TASK INSTRUCTIONS: Repeat, exactly and alone, every line from the line that contains "Find the white teeth" to the end of the entries.

GIVEN INFORMATION:
· · · ·
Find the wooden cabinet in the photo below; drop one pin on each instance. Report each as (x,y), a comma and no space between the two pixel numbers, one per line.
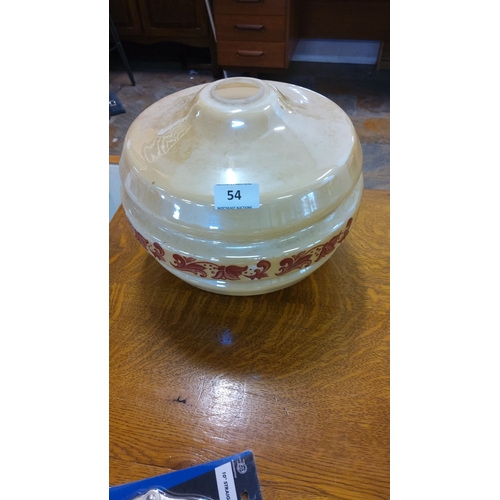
(151,21)
(255,34)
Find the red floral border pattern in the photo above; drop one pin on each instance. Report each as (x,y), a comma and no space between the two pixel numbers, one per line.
(305,259)
(211,270)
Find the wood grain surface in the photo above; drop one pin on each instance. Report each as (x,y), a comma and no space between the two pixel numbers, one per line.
(299,376)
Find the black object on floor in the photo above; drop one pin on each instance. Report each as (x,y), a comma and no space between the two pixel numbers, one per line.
(118,45)
(115,106)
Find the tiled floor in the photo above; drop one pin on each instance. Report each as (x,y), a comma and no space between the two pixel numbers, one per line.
(360,90)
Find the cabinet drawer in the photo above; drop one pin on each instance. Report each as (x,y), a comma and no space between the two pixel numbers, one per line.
(251,28)
(250,7)
(251,54)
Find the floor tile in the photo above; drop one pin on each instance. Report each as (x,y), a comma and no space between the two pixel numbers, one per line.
(372,130)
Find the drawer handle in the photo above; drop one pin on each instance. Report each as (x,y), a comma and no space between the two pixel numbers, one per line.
(252,27)
(250,53)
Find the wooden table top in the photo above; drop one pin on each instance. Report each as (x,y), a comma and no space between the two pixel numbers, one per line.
(299,376)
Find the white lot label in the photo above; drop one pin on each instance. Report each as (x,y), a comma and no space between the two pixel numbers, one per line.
(236,196)
(225,482)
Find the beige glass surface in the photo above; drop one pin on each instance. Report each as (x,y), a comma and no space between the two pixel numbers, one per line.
(297,146)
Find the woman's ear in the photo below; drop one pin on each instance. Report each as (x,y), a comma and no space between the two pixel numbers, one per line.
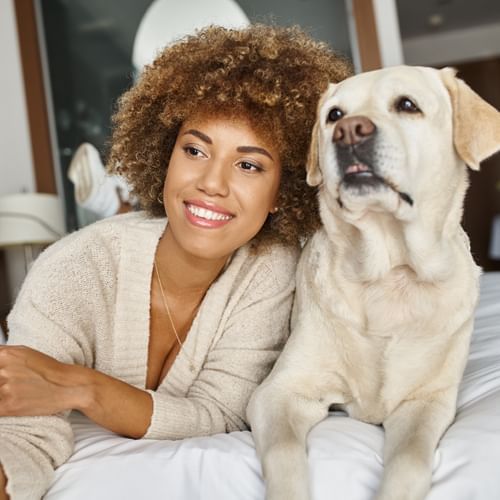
(476,124)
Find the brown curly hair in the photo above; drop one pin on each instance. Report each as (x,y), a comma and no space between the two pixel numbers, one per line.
(272,76)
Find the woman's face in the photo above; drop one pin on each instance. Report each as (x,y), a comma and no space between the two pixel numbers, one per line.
(222,182)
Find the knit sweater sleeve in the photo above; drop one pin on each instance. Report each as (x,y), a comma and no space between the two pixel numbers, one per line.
(254,333)
(52,315)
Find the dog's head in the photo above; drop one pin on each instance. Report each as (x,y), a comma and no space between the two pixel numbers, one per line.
(393,139)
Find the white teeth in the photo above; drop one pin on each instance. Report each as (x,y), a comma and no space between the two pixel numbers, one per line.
(207,214)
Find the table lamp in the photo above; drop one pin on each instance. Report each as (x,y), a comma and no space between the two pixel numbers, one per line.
(30,220)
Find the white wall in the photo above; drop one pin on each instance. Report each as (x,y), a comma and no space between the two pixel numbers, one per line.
(16,162)
(448,47)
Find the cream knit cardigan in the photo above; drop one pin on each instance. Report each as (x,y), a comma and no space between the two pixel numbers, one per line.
· · · ·
RESPONSE TO THIS EXERCISE:
Find the white teeth in the photo above; drop one pin on each instance. Report each as (x,y), a comma and no space between the two pixel numbers, one per line.
(207,214)
Find the table lamp in the photo above; drop one pin on each instance. Report each as (x,y), a comma and no space between the two pixel numbers, one per line.
(30,220)
Find the white wall in the photo above; drop one pin on each instance. Report each as (x,y), a comma and no space between the two pixel numbers, one per line.
(16,162)
(448,47)
Find the cream knit cardigan in the photo above; drop one pin on each instance. Report each as (x,y), a comma and no space between the two pixel numbers, one per line.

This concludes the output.